* **Text shown**:
== Segment start ==

Terri, I wish you peace. Your story is most upsetting. It's just too much to comprehend so much loss at one time. It's just not normal. Please know our hearts go out to you at this most difficult time.

I hope you find this site and the support helpful to where you can stop taking the meds, as they will only delay your grief process.

I'm choosing to take no meds in my grief process because I want to feel all I am supposed to feel in real time. There are times I truly think about it but just don't.

May you find strength, peace and acceptance through God.

God bless you.

Aug 25, 2011
Tragic
by: Anonymous

How horribly tragic your story is. You must be going trough so much pain. I will not say I'm sorry for you because I KNOW that they are just empty words. I doubt if there are many words that could comfort you. This does not mean I have no compassion for you. I send you prayers and much love. I know you must be in terrible pain. I hope the love of God can help ease your grief.

Aug 25, 2011
One day at a time...

== Segment end ==

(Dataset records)
== Segment start ==

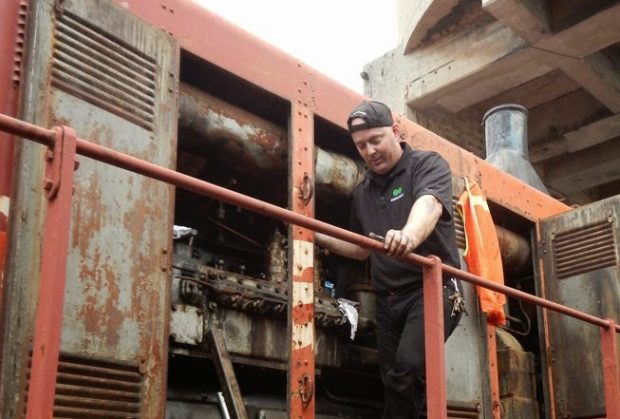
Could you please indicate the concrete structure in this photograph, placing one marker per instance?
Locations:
(560, 59)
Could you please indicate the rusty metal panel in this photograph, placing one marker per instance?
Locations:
(113, 78)
(580, 267)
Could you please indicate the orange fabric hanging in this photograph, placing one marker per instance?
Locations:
(482, 250)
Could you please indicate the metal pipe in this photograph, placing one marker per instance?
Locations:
(222, 403)
(514, 249)
(124, 161)
(257, 144)
(254, 143)
(505, 131)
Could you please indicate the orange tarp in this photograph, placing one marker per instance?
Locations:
(482, 250)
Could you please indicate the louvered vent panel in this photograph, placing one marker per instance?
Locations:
(94, 388)
(458, 225)
(104, 71)
(584, 249)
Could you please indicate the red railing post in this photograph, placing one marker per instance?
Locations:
(58, 186)
(611, 380)
(436, 397)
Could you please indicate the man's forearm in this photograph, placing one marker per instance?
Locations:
(341, 247)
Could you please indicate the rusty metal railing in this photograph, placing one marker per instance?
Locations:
(63, 145)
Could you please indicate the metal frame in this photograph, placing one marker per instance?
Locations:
(58, 186)
(433, 269)
(211, 38)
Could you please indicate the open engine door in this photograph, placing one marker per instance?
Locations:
(580, 257)
(113, 78)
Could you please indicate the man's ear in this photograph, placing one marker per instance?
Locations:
(396, 129)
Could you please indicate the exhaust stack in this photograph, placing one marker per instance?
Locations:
(505, 131)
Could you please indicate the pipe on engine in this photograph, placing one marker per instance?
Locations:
(222, 129)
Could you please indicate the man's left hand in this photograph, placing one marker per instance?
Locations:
(398, 243)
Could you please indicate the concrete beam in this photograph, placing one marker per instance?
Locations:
(457, 63)
(593, 134)
(425, 14)
(533, 93)
(527, 18)
(586, 37)
(598, 75)
(586, 169)
(493, 86)
(587, 136)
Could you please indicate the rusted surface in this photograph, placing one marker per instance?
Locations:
(496, 408)
(586, 280)
(436, 396)
(12, 32)
(232, 134)
(585, 249)
(92, 387)
(338, 173)
(226, 375)
(497, 185)
(302, 340)
(251, 144)
(611, 377)
(211, 38)
(48, 317)
(116, 303)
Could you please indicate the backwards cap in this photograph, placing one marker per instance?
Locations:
(374, 114)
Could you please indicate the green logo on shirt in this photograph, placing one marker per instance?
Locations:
(397, 193)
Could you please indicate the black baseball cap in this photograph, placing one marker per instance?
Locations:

== Segment end ==

* **Task**: Write the next part of the grief support comments, picking up right after their last line.

* **Exercise output**:
by: Anonymous

Terri,

Oh you poor baby. I feel so bad for what you have had to endure . I wish that I had some words of comfort, some way to ease your pain. I lost My husband Dec 09. His brother died Oct. 10. My sister in law explains that she is just now beginning to deal with the grief of loosing her brother My husband Paul. She mentally puts her other brothers grief on the back burner until she can deal with it. I do not think that this is denial it is just dealing with grief one day one moment at a time.

Allow grief to take you where it will. None of us have a roadmap for grief. We just wander in a fog trying to exist and get through the day. Some days are manageable and others seem so unreal.
Just remember to take one day one breath at a time.